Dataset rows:
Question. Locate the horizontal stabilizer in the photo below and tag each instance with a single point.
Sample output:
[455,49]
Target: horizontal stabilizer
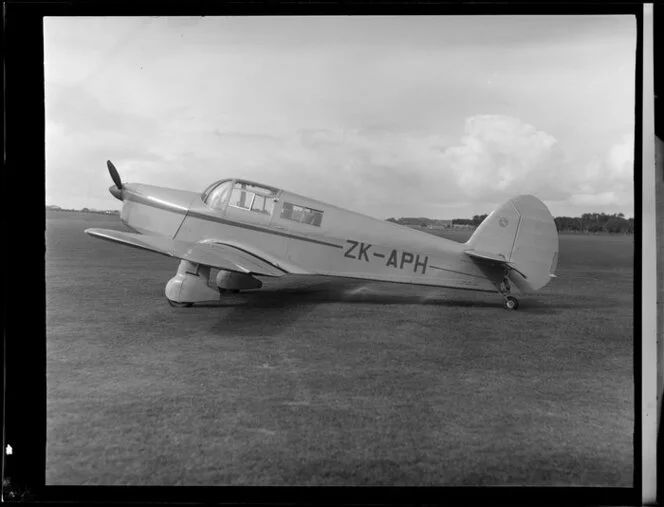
[208,254]
[495,259]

Problem
Update the data by replacing every occurrence of "horizontal stabilizer" with "tailplane" and leaving everything else unchanged. Omit the pictures from your answer.

Task answer
Question. Locate the tailplane in the photo below and tag each instance with a single point.
Sample output:
[455,49]
Target: tailplane
[208,254]
[495,259]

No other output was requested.